──────── FUENTE
John vive el cambio que supone para la cultura europea la llegada del positivista -que no positivo- siglo XIX, una época en la que relojes y personas se habían vuelto más exactos: John lo habría dado por bueno si ello hubiera significado también calma y mesura. Pero notaba en todas partes que faltaba tiempo y se iba con prisas; un periodo, dice él, en el que se había puesto de moda la frase ¡no tengo tiempo! Esta situación de excesiva rapidez moverán a John a embarcarse en la búsqueda de para él la última frontera, el Polo Norte: mar abierto y un tiempo sin horas ni días.
────────────────
──────── MATERIAL PROPORCIONADO
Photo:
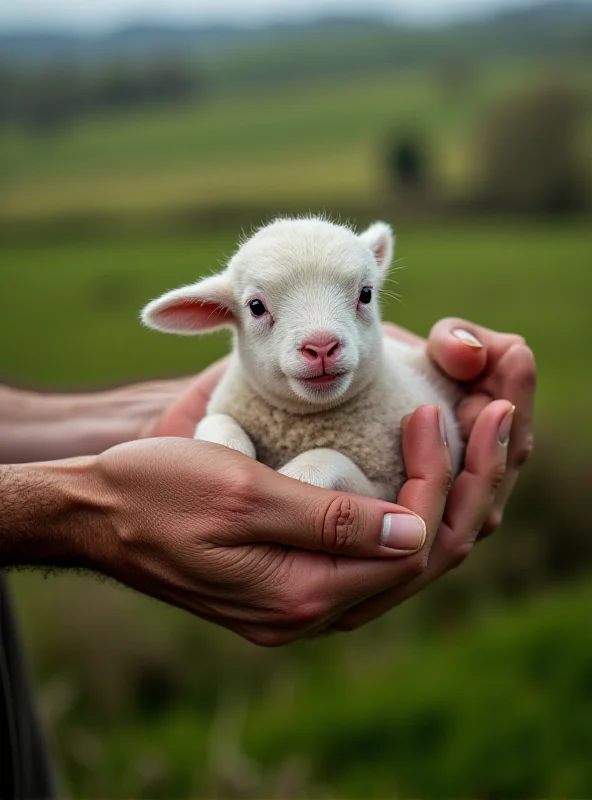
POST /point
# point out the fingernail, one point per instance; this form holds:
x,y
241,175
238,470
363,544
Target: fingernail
x,y
505,427
467,338
405,532
442,424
────────────────
- _DESCRIPCIÓN DEL EJERCICIO_
Repite literalmente el fragmento sobre John, comenzando en "John vive el" y terminando en "horas ni días.". Las filas no cumplen ninguna función aquí.

- _RESPUESTA FINAL_
John vive el cambio que supone para la cultura europea la llegada del positivista -que no positivo- siglo XIX, una época en la que relojes y personas se habían vuelto más exactos: John lo habría dado por bueno si ello hubiera significado también calma y mesura. Pero notaba en todas partes que faltaba tiempo y se iba con prisas; un periodo, dice él, en el que se había puesto de moda la frase ¡no tengo tiempo! Esta situación de excesiva rapidez moverán a John a embarcarse en la búsqueda de para él la última frontera, el Polo Norte: mar abierto y un tiempo sin horas ni días.